Could you present the lines of the data below, starting with the line that contains "Would you be able to determine the whereabouts of the sky?" and running through the end of the data, as a numbered list that leaves out blank lines?

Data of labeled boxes
━━━

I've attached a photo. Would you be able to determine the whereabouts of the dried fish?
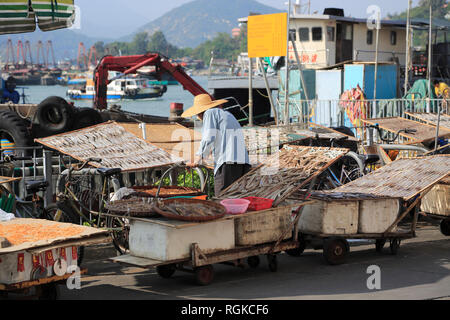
[220,145,348,203]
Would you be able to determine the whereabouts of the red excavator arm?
[94,53,208,110]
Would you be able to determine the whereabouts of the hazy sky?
[75,0,419,38]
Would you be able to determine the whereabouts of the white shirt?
[197,108,250,174]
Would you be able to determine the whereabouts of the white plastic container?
[129,219,235,261]
[298,200,359,235]
[235,207,292,246]
[358,199,400,233]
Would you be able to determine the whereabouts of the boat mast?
[427,3,433,101]
[373,11,381,100]
[284,0,291,126]
[404,0,412,94]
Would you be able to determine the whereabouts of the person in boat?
[181,94,251,197]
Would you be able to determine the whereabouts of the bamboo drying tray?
[36,121,183,171]
[334,155,450,200]
[219,145,348,207]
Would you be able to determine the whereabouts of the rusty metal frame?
[191,240,299,268]
[405,111,450,129]
[361,117,450,144]
[0,269,87,291]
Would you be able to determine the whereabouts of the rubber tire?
[389,238,401,255]
[267,254,278,272]
[323,239,349,265]
[0,110,32,151]
[247,256,261,269]
[38,283,59,301]
[439,219,450,237]
[194,265,214,286]
[156,264,177,279]
[43,202,84,267]
[106,216,130,255]
[72,108,103,130]
[36,96,74,136]
[375,239,386,252]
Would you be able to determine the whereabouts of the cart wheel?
[36,283,59,300]
[267,254,278,272]
[195,265,214,286]
[247,256,260,268]
[156,264,177,279]
[323,239,349,265]
[285,233,306,257]
[390,238,400,255]
[440,219,450,237]
[375,239,386,252]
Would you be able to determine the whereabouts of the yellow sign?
[247,13,287,58]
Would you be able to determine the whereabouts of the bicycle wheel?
[106,216,130,254]
[43,202,84,267]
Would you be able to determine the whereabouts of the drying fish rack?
[287,192,426,265]
[108,201,312,285]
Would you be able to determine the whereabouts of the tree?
[130,32,149,54]
[147,30,178,57]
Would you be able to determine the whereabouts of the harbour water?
[17,76,208,117]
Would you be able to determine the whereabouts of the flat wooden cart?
[287,190,428,265]
[109,201,312,285]
[0,218,111,300]
[110,240,299,285]
[287,231,415,265]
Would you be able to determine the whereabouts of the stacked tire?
[35,96,102,137]
[0,110,32,153]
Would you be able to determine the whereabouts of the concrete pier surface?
[60,222,450,300]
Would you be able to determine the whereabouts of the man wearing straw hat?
[181,94,251,197]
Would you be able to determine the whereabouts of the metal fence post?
[44,150,53,207]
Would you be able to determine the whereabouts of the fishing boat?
[67,78,167,100]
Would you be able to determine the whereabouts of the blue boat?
[67,78,167,100]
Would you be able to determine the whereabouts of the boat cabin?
[239,9,406,69]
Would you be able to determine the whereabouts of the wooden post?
[427,4,433,100]
[248,57,253,127]
[257,58,278,125]
[284,0,291,126]
[373,12,381,100]
[404,0,412,94]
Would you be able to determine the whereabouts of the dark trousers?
[214,163,252,197]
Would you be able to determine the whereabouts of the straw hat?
[181,93,228,118]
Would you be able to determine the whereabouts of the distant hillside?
[388,0,450,47]
[137,0,280,48]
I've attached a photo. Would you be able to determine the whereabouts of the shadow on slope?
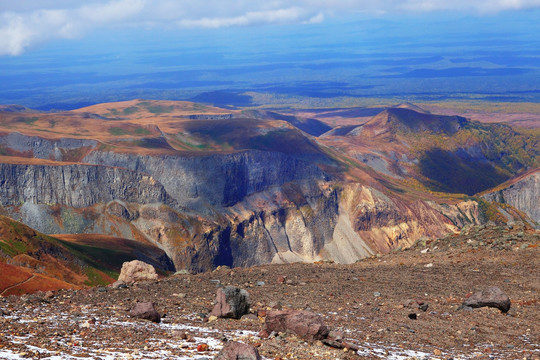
[419,148,510,195]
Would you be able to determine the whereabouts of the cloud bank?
[0,0,540,56]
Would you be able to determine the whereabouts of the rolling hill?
[0,216,174,295]
[0,100,540,286]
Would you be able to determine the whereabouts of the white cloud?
[178,8,310,28]
[0,0,540,56]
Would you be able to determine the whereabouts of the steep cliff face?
[0,164,173,208]
[483,169,540,224]
[83,150,327,208]
[0,154,476,272]
[0,132,98,161]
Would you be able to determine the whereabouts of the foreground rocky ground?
[0,224,540,360]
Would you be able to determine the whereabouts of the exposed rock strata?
[0,151,477,272]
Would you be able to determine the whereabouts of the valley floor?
[0,226,540,359]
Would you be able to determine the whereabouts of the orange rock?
[197,344,208,352]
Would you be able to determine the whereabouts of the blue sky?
[0,0,540,107]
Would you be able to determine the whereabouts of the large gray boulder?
[130,302,161,323]
[214,341,262,360]
[264,310,330,341]
[462,286,510,313]
[210,286,249,319]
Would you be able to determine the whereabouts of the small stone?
[130,302,161,323]
[215,341,262,360]
[110,280,128,289]
[210,286,249,319]
[462,286,511,313]
[264,310,330,341]
[197,344,208,352]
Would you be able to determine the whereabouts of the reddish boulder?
[264,310,330,341]
[130,302,161,323]
[215,341,262,360]
[462,286,510,313]
[210,286,249,319]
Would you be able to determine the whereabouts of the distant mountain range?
[0,100,540,292]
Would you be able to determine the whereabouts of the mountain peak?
[393,102,430,114]
[363,107,468,135]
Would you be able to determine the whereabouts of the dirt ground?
[0,225,540,359]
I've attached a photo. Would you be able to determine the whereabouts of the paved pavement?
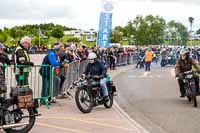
[26,66,148,133]
[115,65,200,133]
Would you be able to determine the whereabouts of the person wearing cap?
[0,43,11,94]
[144,48,153,72]
[39,42,66,103]
[175,49,200,97]
[12,37,34,86]
[84,53,109,101]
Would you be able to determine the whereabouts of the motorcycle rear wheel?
[75,88,94,113]
[3,99,36,133]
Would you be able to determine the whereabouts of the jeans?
[100,78,108,96]
[110,58,115,70]
[15,72,29,86]
[53,75,61,97]
[178,75,199,96]
[42,76,50,97]
[145,62,151,71]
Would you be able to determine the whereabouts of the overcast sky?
[0,0,200,29]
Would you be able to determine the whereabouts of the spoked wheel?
[192,88,198,107]
[187,96,192,102]
[185,87,193,102]
[75,88,93,113]
[104,93,114,108]
[4,100,35,133]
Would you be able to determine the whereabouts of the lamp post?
[188,17,194,46]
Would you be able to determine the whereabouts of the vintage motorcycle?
[74,75,116,113]
[0,86,40,133]
[176,71,199,107]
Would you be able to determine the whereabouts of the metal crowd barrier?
[4,65,52,107]
[0,53,138,108]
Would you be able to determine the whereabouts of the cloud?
[0,0,200,29]
[0,0,77,19]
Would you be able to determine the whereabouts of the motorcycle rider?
[0,43,11,94]
[84,52,109,101]
[175,49,200,97]
[12,37,34,86]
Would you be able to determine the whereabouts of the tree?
[32,36,47,46]
[9,28,17,38]
[0,32,8,43]
[188,17,194,30]
[166,20,189,45]
[196,29,200,34]
[129,15,165,45]
[110,30,123,43]
[67,37,80,43]
[51,27,64,39]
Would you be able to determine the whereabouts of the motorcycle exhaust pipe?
[0,123,29,129]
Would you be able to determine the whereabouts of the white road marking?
[170,69,176,77]
[114,102,150,133]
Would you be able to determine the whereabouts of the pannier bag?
[11,86,33,109]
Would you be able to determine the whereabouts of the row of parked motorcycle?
[136,54,178,68]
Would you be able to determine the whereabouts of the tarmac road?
[115,65,200,133]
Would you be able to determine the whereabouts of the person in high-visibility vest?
[144,48,153,71]
[13,37,34,86]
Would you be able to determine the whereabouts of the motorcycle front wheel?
[3,99,35,133]
[104,93,114,109]
[75,88,93,113]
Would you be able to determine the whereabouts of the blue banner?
[97,0,113,48]
[98,13,112,48]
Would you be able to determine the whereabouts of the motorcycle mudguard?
[111,85,117,92]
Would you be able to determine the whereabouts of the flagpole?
[38,26,40,47]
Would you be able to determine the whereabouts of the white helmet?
[88,52,97,60]
[180,49,189,55]
[20,36,31,44]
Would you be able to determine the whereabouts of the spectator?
[145,48,153,72]
[12,37,34,86]
[109,48,116,70]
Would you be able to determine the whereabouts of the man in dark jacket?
[175,49,200,97]
[108,48,116,70]
[0,43,11,94]
[40,43,65,102]
[84,53,109,101]
[13,37,34,86]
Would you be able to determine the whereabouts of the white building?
[64,29,97,42]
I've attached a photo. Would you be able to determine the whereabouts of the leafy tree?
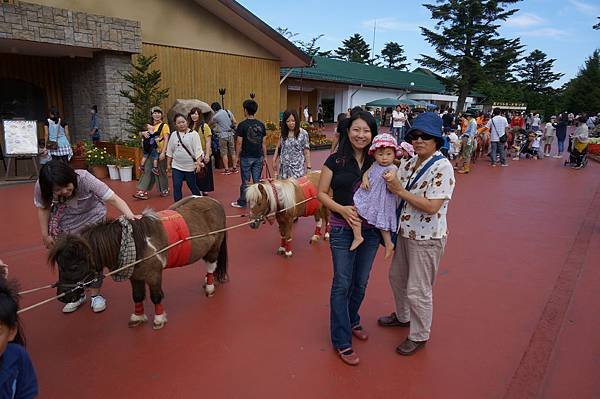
[381,42,408,70]
[417,0,521,110]
[336,33,373,64]
[297,33,331,57]
[518,50,564,93]
[563,49,600,113]
[120,54,169,136]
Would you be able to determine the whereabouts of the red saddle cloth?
[158,210,192,269]
[296,176,321,216]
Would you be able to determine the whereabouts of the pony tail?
[0,279,25,347]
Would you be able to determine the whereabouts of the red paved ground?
[0,148,600,398]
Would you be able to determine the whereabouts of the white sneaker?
[92,295,106,313]
[63,295,85,313]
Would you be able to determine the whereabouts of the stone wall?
[63,52,131,140]
[0,2,142,53]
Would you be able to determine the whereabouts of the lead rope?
[17,196,317,314]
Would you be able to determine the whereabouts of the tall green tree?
[297,33,332,57]
[275,26,298,43]
[563,49,600,113]
[518,50,564,93]
[120,54,169,137]
[417,0,521,110]
[336,33,372,64]
[381,42,408,70]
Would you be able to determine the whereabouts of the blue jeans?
[490,141,506,165]
[237,157,264,207]
[172,168,202,202]
[329,227,381,349]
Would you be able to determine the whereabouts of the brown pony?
[48,197,227,329]
[246,171,329,258]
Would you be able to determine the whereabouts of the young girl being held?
[350,133,400,259]
[0,278,38,399]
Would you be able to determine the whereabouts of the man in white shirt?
[485,108,509,167]
[392,105,406,143]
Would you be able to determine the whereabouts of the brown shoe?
[337,348,360,366]
[352,326,369,341]
[396,338,427,356]
[377,312,410,327]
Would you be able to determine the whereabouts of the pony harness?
[158,210,192,269]
[296,176,321,216]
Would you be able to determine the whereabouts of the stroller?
[565,137,588,169]
[513,129,529,161]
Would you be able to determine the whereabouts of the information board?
[2,120,38,157]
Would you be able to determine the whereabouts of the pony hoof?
[127,314,148,328]
[152,313,167,330]
[204,284,215,298]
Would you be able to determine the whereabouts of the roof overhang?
[195,0,312,67]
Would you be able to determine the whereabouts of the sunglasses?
[406,133,435,143]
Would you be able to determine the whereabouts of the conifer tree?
[120,55,169,135]
[336,33,372,64]
[417,0,522,110]
[518,50,564,93]
[381,42,408,70]
[564,49,600,113]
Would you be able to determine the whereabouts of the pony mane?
[81,216,160,270]
[246,179,296,213]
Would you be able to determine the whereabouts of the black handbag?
[177,131,206,187]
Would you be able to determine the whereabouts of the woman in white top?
[167,114,204,202]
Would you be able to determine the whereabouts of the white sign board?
[3,120,38,157]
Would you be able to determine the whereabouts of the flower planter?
[90,165,108,179]
[119,166,133,183]
[69,155,85,169]
[106,165,119,180]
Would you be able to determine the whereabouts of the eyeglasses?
[406,133,435,143]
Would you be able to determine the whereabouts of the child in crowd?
[0,270,38,399]
[140,125,160,176]
[350,133,400,259]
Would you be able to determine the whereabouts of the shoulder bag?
[46,119,60,150]
[177,131,206,186]
[380,155,444,246]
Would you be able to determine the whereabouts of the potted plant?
[85,144,108,179]
[106,155,119,180]
[117,158,134,183]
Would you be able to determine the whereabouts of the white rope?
[17,197,317,314]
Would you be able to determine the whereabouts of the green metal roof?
[281,56,446,93]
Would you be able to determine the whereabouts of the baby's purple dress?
[354,163,398,232]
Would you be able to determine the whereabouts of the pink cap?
[369,133,400,155]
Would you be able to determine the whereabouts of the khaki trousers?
[389,237,446,342]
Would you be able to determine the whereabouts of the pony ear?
[258,183,267,195]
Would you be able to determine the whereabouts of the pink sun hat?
[400,141,415,158]
[369,133,400,155]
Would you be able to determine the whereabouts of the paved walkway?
[0,151,600,399]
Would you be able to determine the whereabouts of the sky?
[238,0,600,87]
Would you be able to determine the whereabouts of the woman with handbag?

━━━

§ **RESULT OF THIS TASK**:
1. Would you be able to determine the whereabouts of the sky?
2. [238,0,600,87]
3. Would you be able to determine the whereabouts of the woman with handbag?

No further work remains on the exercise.